- What to produce -
Only lines with the word "leaf" belong in the answer; copy them from the records below.

Start of Entries shown

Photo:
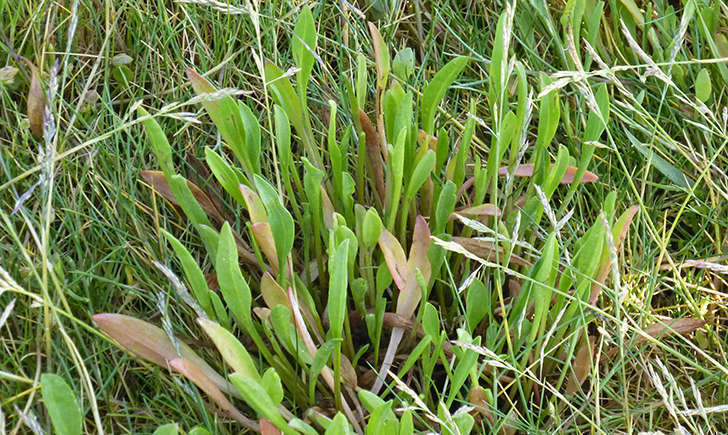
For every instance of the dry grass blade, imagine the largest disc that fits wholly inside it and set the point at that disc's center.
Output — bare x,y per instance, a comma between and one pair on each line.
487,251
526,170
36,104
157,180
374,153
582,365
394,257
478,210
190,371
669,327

End of Entries shown
Start of Entries shown

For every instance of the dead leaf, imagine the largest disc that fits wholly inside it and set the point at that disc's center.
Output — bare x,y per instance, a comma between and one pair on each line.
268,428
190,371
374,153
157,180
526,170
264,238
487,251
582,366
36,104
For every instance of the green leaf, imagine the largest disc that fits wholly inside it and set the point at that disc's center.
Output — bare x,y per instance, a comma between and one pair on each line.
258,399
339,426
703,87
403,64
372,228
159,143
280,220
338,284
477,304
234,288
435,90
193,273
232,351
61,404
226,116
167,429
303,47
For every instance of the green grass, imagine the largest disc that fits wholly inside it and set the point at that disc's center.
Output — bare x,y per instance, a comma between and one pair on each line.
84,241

End of Entries shown

- Output of the task -
For every instance of the dead leaf, imagine the largest disc that fits wholly inside it and set the point at that disc's center.
For every instance of the green leaf, imagine the largest disc that fits wholly inside it and set the point at that disc's center.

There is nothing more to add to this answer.